As a journalist, I tried to use only the most unambiguous details in my dispatches, and as a result, sometimes left out the parts that felt inexplicable or obscure. But these were often the same details that were most human, fallible, lovely. How could I begin to characterize the hyphen between Mexican-American? And so all the stories I wrote began to fit into predictable narratives: failed immigration policy, Trump’s needless border wall, the so-called War on Drugs. I was always looking for stories that could represent the “bigger picture.”

border, presidio, sasha von oldershausen, essay
A woman walks in the Mexican town of San Antonio del Bravo after a monsoon.  Sasha Von Oldershausen

I wrote about an undocumented woman and her 11-year-old granddaughter, Clarisa. I wrote about crossing the border illegally with them, a passage they made regularly, and of spending the night at their home in Mexico. I wrote about the monsoon that swept through and caused the Rio Grande to rise so high that on my return to Texas, I would have to cross the river on two steel cables dangling across its width. I wrote about this in the framework of border policy and how much it has changed since 9/11. The story fit the narrative.

▸ Source information:
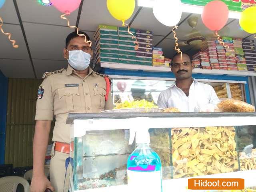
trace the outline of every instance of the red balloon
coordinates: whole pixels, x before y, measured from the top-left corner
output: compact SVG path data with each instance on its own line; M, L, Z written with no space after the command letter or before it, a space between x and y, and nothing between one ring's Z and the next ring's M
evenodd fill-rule
M218 31L228 21L228 8L222 1L211 1L204 8L201 16L203 23L210 30Z
M125 82L122 82L118 81L117 82L117 88L121 92L124 92L125 89L126 88L126 83Z

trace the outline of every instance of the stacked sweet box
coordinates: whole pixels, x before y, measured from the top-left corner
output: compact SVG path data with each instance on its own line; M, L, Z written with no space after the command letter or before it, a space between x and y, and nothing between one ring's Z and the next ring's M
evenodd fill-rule
M220 70L228 70L228 63L226 56L225 49L223 46L216 40L217 55Z
M201 50L207 53L211 69L219 70L220 65L218 60L217 46L214 39L209 39L206 41L205 47Z
M256 51L254 40L243 39L242 45L248 71L256 72Z
M238 71L247 71L247 66L244 58L244 52L242 46L242 39L233 38L234 49L236 55L236 61Z
M152 62L153 66L166 66L164 56L163 56L163 50L162 48L153 48L153 58Z
M228 64L228 70L237 71L238 70L237 66L236 65L233 39L229 37L224 36L222 38L225 43L225 45L228 46L228 48L227 47L225 48L226 60Z
M207 52L200 51L192 56L193 60L198 60L200 62L201 68L211 69L210 60Z
M130 31L134 35L136 35L135 29L130 28ZM132 35L127 31L126 27L118 27L118 58L120 64L136 64L136 51L134 42Z
M96 63L118 63L117 27L100 25L93 39L96 48Z
M136 64L152 66L153 46L152 32L136 30L136 38L139 44L139 48L136 51Z

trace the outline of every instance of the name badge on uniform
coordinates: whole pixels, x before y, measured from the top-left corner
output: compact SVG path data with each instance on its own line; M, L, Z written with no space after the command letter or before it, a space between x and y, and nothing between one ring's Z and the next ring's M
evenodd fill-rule
M79 87L79 84L65 84L65 87Z

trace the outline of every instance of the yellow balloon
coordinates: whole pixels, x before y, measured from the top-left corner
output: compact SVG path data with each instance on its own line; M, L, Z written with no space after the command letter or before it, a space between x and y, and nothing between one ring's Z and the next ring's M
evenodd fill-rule
M239 20L242 28L249 33L256 33L256 6L250 7L243 11Z
M107 0L107 7L111 15L123 22L129 19L135 8L135 0Z

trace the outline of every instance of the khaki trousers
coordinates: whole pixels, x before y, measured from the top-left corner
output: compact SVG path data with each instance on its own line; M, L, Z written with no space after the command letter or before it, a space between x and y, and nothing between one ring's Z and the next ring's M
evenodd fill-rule
M69 174L71 165L67 169L66 175L66 160L69 157L69 154L54 150L55 142L53 145L51 153L50 172L51 183L55 192L68 192L69 189Z

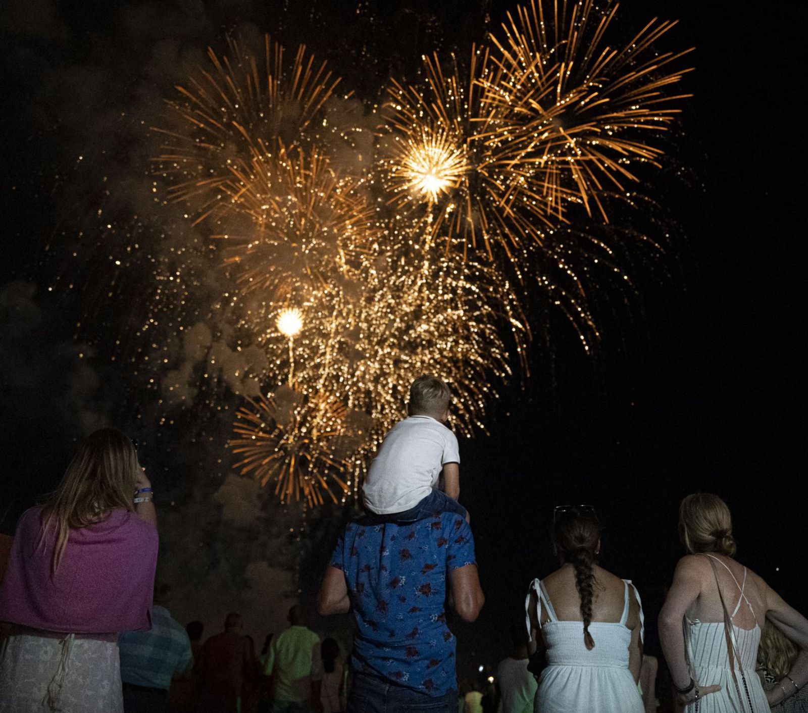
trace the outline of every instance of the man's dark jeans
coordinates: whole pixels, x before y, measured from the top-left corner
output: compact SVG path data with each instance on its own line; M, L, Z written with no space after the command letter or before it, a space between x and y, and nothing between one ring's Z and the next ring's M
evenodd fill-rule
M124 681L124 713L162 713L168 702L168 691Z
M430 696L381 678L357 673L346 713L457 713L457 691Z

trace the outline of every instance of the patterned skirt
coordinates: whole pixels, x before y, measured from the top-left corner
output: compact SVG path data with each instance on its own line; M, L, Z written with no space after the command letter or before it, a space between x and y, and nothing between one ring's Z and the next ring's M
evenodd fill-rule
M116 641L13 634L0 644L0 713L57 711L123 713Z

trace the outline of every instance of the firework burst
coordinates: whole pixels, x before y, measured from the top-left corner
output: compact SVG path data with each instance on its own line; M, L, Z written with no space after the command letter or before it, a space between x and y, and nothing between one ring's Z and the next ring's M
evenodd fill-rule
M437 57L423 66L425 88L395 80L388 88L381 168L389 202L422 216L432 235L448 236L445 247L464 255L540 240L539 226L553 224L543 172L519 162L483 91L502 74L488 50L473 47L466 67L454 56L445 71Z
M263 53L228 36L228 53L208 49L209 65L199 67L179 97L167 102L167 126L154 173L170 184L171 200L193 207L197 222L229 209L242 191L256 156L319 137L316 119L339 78L301 45L293 58L264 36Z
M302 498L318 505L324 494L339 502L349 489L340 477L347 462L338 454L345 431L344 404L330 395L306 396L283 386L247 402L237 413L228 443L241 458L235 464L241 474L262 486L274 483L281 502Z
M690 50L655 49L676 23L651 20L612 46L617 11L611 2L532 0L491 37L497 71L480 78L485 102L520 163L541 169L537 190L555 211L572 200L608 220L601 195L636 182L633 164L659 167L660 133L689 95L669 91L689 71L672 66Z
M340 176L317 149L256 156L238 172L231 208L249 215L248 230L222 235L225 262L242 291L283 296L346 279L378 231L361 182Z

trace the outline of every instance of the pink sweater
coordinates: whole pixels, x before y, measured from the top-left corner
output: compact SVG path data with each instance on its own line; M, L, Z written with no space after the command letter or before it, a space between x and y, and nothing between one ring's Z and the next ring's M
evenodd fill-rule
M23 513L0 585L0 621L72 634L151 628L158 534L134 513L116 509L71 529L52 574L56 533L37 546L42 508Z

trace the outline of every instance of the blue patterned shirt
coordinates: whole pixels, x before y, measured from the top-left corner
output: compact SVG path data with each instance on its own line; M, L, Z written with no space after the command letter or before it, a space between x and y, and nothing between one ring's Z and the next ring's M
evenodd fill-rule
M120 680L168 690L171 678L193 665L191 640L168 610L152 609L150 631L126 631L118 637Z
M358 625L354 670L431 696L456 690L447 580L452 570L474 563L471 529L455 513L409 523L349 523L331 565L345 573Z

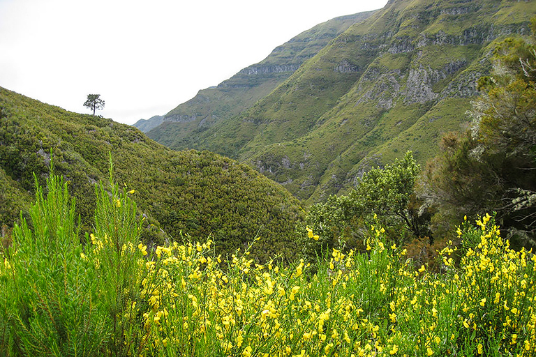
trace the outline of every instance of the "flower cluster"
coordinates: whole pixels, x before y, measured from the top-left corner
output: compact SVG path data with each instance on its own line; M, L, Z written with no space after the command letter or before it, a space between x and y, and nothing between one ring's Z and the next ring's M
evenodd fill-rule
M146 338L179 354L531 356L536 258L509 249L489 216L477 223L460 234L479 243L459 266L445 248L438 275L415 271L375 228L366 254L334 250L314 274L303 261L282 268L247 255L222 265L207 256L211 242L159 247L144 264Z

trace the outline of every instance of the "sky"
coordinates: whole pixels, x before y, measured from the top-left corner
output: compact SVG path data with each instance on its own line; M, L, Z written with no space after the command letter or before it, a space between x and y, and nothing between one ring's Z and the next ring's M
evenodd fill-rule
M133 124L163 115L301 32L387 0L0 0L0 86Z

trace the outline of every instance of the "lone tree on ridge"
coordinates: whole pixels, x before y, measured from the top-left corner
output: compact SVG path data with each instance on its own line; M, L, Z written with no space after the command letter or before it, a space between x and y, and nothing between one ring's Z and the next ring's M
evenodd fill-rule
M95 115L96 110L104 108L104 100L100 97L100 94L88 94L87 100L84 103L84 107L93 110L93 115Z

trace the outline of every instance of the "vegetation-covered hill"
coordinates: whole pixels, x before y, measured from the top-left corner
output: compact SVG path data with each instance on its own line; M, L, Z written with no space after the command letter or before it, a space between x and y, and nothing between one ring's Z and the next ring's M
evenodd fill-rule
M199 91L188 102L168 113L165 122L151 137L176 149L196 147L198 132L216 121L225 121L269 94L307 59L352 24L366 19L373 11L343 16L305 31L275 48L261 62L244 68L217 86ZM134 126L147 132L138 122Z
M68 181L77 211L91 231L95 183L114 178L135 190L147 220L146 241L181 232L212 236L216 252L246 248L256 236L258 256L289 255L291 234L302 218L298 202L250 167L207 151L172 151L137 129L77 114L0 88L0 227L10 227L43 185L52 159ZM152 225L154 225L153 226ZM269 241L265 239L270 237Z
M527 1L392 0L188 145L249 163L309 202L408 150L422 163L442 133L469 121L494 41L528 34L535 13ZM172 147L168 127L149 137Z
M143 132L147 132L153 128L158 126L163 121L163 115L155 115L149 119L140 119L133 126L135 126Z

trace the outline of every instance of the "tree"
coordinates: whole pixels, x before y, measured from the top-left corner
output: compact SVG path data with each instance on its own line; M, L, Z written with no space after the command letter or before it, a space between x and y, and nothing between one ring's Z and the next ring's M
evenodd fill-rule
M372 223L385 228L397 244L428 236L429 218L419 214L414 193L419 172L408 151L402 160L366 173L348 196L332 195L313 206L306 222L319 238L309 245L306 255L343 246L359 249Z
M425 180L425 195L441 215L434 221L495 211L511 241L524 245L536 244L535 20L532 29L531 39L498 44L491 75L478 82L472 128L443 138L442 154L429 164Z
M93 110L93 115L95 115L95 111L104 108L104 100L100 99L100 94L88 94L87 100L84 103L84 106Z

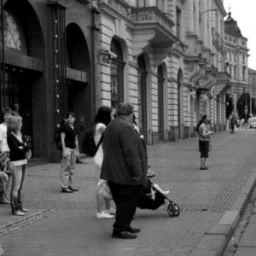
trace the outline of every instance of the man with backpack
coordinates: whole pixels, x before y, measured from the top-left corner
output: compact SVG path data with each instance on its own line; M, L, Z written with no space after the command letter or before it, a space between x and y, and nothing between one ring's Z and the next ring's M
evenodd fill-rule
M230 118L230 133L234 133L235 132L235 126L236 125L236 119L234 113L231 115L231 118Z
M62 193L79 191L73 186L73 172L76 159L79 156L78 130L74 126L75 113L69 112L67 114L67 124L61 129L61 187Z

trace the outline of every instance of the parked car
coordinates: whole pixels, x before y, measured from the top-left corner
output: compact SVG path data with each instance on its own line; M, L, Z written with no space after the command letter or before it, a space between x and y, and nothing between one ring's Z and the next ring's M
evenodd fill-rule
M250 128L256 128L256 117L249 119L248 123Z

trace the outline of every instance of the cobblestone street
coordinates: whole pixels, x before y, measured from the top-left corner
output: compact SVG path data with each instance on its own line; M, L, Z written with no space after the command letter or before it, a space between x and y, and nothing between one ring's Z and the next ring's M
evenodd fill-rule
M255 172L255 135L254 129L213 134L207 171L199 170L197 137L148 146L154 181L171 190L182 211L168 217L167 202L156 211L138 210L132 224L142 231L134 241L111 239L113 220L96 218L92 159L77 165L79 192L73 194L60 193L59 164L30 167L24 202L31 212L19 218L10 215L9 206L0 206L3 255L218 255L225 245L220 236L228 235L212 230L236 208L241 193L246 200L243 191ZM212 246L207 246L210 235Z

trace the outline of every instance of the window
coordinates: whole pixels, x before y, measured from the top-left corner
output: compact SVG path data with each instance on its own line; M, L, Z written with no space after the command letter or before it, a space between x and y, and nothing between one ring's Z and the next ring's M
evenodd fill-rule
M243 54L242 55L242 64L244 64L245 63L245 55Z
M157 68L157 84L158 84L158 132L159 139L161 141L165 137L164 131L164 76L162 66Z
M176 9L176 29L177 29L177 38L181 39L181 10L177 8Z
M117 57L110 64L111 107L117 108L124 101L124 66L122 48L119 41L113 38L110 50Z
M146 95L146 64L143 55L137 58L137 125L140 132L147 138L147 95Z
M242 67L242 80L245 81L245 70L246 70L246 67Z

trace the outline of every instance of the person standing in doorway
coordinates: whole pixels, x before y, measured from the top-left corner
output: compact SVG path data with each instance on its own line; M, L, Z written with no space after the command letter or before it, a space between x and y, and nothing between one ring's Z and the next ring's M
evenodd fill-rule
M3 122L0 125L0 172L3 182L3 191L0 191L0 204L9 204L10 201L6 193L10 178L9 148L7 143L7 126L12 117L10 108L4 108L2 113Z
M146 145L134 130L134 107L120 103L117 117L107 126L100 178L108 180L116 205L113 238L135 239L140 229L131 223L146 183L148 155Z
M209 144L210 135L213 133L208 130L208 125L210 120L207 115L203 115L201 120L199 123L198 135L199 135L199 149L201 152L201 166L200 170L207 170L206 166L206 160L209 157Z
M22 118L14 115L8 124L7 142L12 164L12 189L10 193L12 213L24 216L29 212L22 205L21 190L26 176L27 155L31 144L21 134Z
M114 118L114 109L108 106L102 106L95 117L93 121L94 127L94 142L97 145L104 135L107 125ZM97 205L97 218L112 218L114 216L115 209L111 208L110 200L104 196L106 190L109 191L108 181L99 178L101 168L103 160L103 149L102 143L98 147L98 150L94 157L94 163L96 166L96 176L97 176L97 192L96 192L96 205ZM109 193L110 194L110 191Z
M61 131L61 188L62 193L79 191L73 186L73 172L76 159L79 155L78 131L74 126L75 113L69 112L67 115L67 124Z

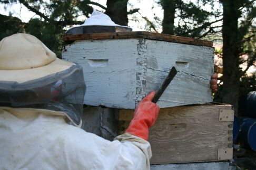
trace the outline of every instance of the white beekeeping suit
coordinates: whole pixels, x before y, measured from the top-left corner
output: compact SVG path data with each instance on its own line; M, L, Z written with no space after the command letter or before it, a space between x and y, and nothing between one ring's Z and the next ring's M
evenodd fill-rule
M147 169L149 128L159 108L152 92L126 133L113 142L81 129L82 69L60 60L36 37L0 41L0 169Z

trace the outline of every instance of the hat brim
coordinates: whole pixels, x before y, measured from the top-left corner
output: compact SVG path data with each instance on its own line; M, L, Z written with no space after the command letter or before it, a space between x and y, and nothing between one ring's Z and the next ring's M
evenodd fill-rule
M75 65L58 58L50 63L31 69L19 70L0 70L0 81L16 81L22 83L35 80L68 69Z

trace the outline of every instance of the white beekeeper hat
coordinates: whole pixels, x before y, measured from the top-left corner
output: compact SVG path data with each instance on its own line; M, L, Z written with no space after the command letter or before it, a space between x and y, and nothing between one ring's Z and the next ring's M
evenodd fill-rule
M66 34L92 34L100 33L131 31L132 28L115 24L107 15L94 9L90 18L84 24L75 26L66 31Z
M132 28L126 26L115 24L109 16L95 9L93 9L93 12L92 13L91 17L86 20L84 23L81 26L89 25L117 26L132 29Z
M0 41L0 81L21 83L62 71L74 65L57 58L29 34L16 34Z

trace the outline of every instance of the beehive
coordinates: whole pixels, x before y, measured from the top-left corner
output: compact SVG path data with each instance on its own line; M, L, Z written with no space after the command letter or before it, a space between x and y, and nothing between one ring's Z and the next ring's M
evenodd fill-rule
M63 59L83 67L84 104L133 109L178 73L157 104L166 108L212 101L212 42L144 31L67 35Z

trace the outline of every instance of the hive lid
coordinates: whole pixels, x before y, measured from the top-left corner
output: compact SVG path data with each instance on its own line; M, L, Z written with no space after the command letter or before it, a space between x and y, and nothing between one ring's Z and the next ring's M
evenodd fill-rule
M74 41L77 40L81 41L86 40L131 38L144 38L147 39L190 44L196 46L207 46L210 47L212 47L213 45L212 41L147 31L131 31L65 35L63 37L63 40L65 44L69 44L72 43Z

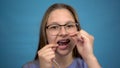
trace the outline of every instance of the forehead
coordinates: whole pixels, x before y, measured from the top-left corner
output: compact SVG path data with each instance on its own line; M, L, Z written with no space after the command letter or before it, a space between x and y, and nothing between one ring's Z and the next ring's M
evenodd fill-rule
M68 21L74 22L72 13L67 9L56 9L50 13L47 24L51 24L53 22L63 23Z

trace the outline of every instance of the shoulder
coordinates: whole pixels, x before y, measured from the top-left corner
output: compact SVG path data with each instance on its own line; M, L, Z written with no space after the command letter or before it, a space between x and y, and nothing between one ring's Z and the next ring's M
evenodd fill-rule
M34 60L23 65L22 68L39 68L39 61Z

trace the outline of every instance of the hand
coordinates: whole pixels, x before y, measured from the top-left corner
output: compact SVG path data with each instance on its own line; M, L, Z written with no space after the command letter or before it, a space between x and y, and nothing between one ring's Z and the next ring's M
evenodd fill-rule
M77 50L84 60L93 56L93 41L94 37L84 30L71 34L74 39Z
M56 47L56 44L48 44L38 51L40 68L52 68Z

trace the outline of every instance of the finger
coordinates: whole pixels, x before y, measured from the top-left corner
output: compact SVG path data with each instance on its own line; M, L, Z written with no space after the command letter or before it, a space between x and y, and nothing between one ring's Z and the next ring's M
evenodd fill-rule
M93 35L89 34L89 33L86 32L85 30L81 30L80 33L86 35L89 39L94 40Z
M77 36L78 33L79 33L79 32L74 32L74 33L69 34L69 36L70 36L70 37L74 37L74 36Z

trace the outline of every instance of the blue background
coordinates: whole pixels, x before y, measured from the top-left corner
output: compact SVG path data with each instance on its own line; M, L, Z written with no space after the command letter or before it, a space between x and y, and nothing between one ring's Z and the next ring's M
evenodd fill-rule
M42 16L53 3L75 8L82 28L95 37L103 68L120 68L120 0L0 0L0 68L34 59Z

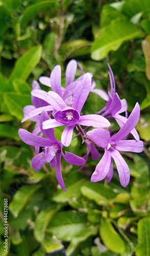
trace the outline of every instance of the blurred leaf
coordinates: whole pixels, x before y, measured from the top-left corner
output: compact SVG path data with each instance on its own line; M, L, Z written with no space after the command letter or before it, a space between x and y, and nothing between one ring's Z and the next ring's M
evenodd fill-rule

▸ Exercise brief: Resume the essay about reporting on the border, starting after its last sentence.

▸ Task answer:
After the storm, Clarisa took me by the hand and we walked down the road to watch an arroyo rush through the center of town. Her sandal had gotten stuck in the muddy undertow of the current and then bobbed up to the surface, suddenly swept away, and I ran along the arroyo’s edge to catch it. Later on our walk, Clarisa found a small, dead bird — a casualty of the short but violent storm — and dug its grave. She signaled the cross and said a prayer.

I did not write about how, before I left again, she asked me not to be like the other woman, an artist who’d come and taken her photograph but never returned to see her.

“Come visit me,” Clarisa said. “Of course I will,” I said, and meant it. I did not write about how I didn’t keep that promise.

How could I begin to characterize the hyphen between Mexican-American?

Nor did I write about Pilly, the ancient man who’d drive his teal truck 10 mph along the 50 mph road that ran in front of my home. The first time I got stuck behind him in my car, I gritted my teeth until he slowly pulled over along the shoulder of the road. As I pulled past him, I caught a glimpse: a tiny, wrinkled man with a bone-colored cowboy hat, straining to peer over his steering wheel, his gnarled hand raised in an effort to block out the setting sun. Beside him in the passenger seat was his wife, casually paging through a newspaper.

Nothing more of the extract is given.